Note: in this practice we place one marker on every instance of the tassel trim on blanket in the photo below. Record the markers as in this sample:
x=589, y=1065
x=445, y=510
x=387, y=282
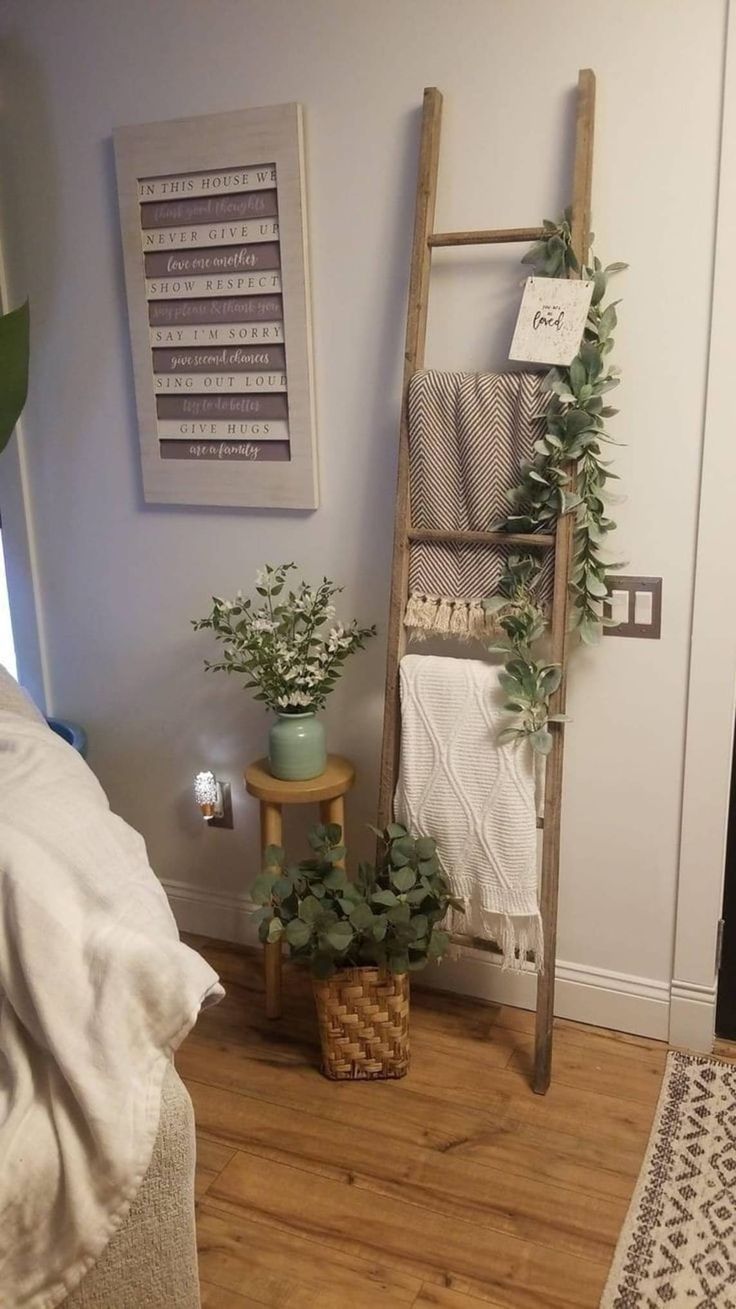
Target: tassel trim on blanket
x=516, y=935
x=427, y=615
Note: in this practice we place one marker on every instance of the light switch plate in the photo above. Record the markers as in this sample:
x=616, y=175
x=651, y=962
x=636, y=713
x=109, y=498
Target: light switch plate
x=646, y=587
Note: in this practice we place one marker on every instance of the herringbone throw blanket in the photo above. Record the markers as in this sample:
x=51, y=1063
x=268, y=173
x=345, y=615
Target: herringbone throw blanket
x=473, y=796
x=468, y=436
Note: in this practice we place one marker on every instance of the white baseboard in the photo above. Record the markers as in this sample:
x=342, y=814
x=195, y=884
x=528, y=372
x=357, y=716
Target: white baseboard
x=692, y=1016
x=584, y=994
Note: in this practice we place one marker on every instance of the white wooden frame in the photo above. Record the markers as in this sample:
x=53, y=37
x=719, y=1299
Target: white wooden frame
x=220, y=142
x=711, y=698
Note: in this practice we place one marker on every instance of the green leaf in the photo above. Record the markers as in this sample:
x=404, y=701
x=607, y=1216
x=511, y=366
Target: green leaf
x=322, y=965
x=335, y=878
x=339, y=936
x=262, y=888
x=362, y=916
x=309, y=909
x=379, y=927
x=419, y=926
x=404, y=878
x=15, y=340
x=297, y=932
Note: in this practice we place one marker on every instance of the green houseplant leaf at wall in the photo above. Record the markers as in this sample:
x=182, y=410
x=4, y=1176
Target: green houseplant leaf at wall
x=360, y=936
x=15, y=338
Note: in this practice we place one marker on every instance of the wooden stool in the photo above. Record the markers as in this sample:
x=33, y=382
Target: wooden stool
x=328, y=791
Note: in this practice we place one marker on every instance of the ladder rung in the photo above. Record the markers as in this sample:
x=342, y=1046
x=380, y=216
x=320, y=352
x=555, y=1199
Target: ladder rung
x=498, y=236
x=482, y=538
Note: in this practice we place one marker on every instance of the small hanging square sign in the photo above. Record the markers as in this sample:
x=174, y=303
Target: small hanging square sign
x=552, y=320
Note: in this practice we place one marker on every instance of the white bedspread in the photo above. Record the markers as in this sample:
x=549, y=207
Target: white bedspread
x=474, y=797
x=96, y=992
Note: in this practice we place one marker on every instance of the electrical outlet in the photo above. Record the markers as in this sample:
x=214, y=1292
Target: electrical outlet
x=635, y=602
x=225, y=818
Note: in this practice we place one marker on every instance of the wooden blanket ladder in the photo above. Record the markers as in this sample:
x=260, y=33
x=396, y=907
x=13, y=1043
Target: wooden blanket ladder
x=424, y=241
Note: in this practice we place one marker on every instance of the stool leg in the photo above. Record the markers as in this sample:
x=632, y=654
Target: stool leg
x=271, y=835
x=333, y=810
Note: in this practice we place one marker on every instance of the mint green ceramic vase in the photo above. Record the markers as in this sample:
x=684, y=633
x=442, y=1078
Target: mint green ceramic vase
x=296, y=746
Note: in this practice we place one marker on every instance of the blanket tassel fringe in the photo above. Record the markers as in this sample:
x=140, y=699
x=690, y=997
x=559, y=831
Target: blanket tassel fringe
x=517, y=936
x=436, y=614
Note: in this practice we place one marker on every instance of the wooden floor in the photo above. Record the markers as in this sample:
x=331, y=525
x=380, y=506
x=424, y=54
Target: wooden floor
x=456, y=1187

---

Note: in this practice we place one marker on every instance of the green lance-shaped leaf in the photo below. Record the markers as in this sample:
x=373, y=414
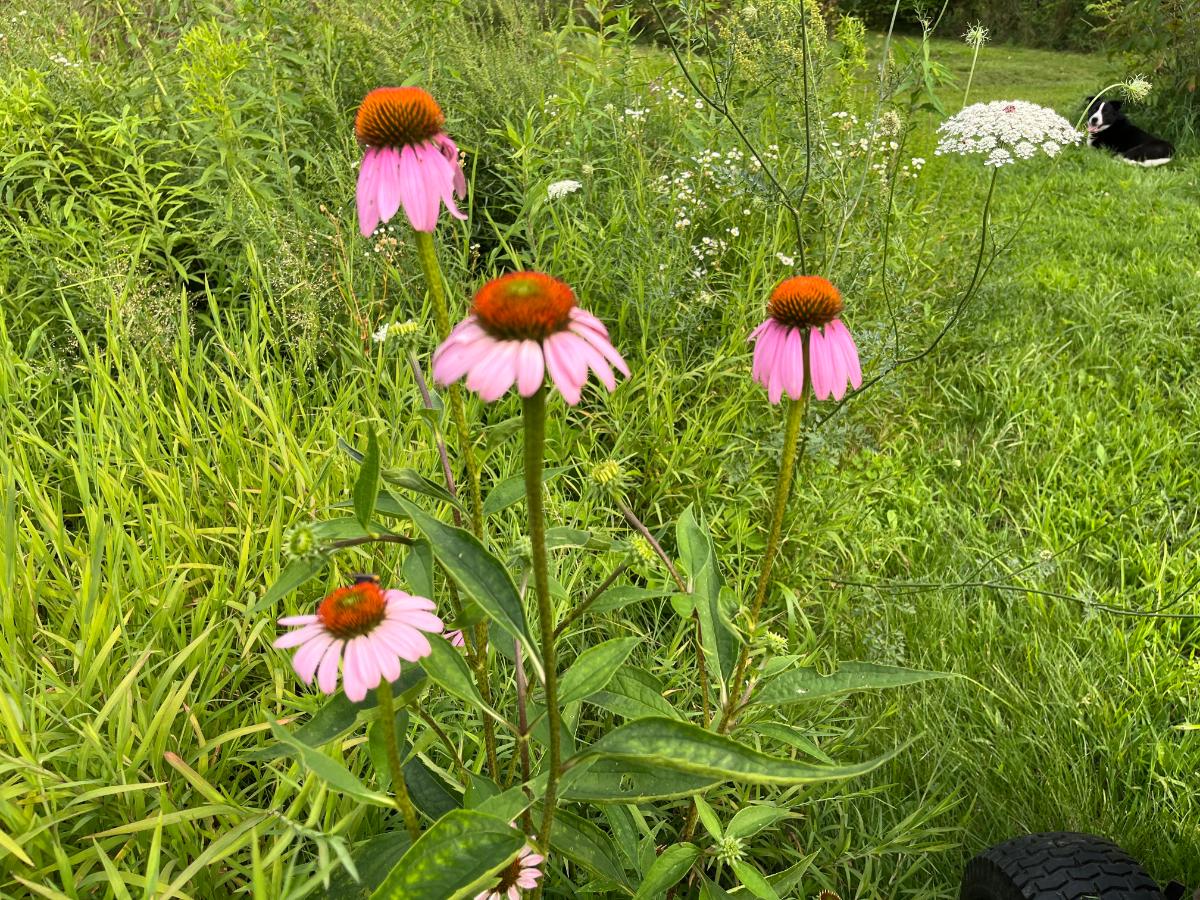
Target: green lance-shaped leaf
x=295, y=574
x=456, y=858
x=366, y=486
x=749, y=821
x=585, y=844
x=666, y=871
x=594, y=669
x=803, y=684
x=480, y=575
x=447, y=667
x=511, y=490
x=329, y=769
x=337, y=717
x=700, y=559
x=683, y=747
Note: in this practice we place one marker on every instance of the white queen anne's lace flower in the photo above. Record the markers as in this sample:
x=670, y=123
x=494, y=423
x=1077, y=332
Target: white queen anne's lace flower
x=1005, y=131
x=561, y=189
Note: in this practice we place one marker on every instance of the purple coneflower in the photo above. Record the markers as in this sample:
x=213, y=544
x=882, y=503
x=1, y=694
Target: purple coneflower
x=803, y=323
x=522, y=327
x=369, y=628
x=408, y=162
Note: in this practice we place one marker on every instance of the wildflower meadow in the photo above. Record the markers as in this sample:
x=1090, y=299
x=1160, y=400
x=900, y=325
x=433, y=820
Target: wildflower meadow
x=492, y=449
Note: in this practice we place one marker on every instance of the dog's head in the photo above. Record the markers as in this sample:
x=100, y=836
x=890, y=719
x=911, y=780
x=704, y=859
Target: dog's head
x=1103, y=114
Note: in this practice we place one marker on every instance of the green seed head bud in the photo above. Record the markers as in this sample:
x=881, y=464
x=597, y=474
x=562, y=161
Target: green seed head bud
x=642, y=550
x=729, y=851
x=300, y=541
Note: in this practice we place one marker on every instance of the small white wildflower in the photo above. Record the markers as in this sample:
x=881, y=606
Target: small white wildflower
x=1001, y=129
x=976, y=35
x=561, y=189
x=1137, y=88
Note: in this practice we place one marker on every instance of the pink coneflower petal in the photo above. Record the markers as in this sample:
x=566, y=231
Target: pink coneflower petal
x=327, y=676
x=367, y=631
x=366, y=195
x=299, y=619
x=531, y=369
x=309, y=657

TASK OBJECTIVE:
Return each line from the material that includes the string "below".

RESULT OF THE TASK:
Note: in this practice we place one marker on every instance of the tassel trim on blanket in the photo below. Record the markers as in this sample:
Note: in this practice we place one marker on every instance of the green lance-shaped leaf in the photo below. Record the markers as in this sample:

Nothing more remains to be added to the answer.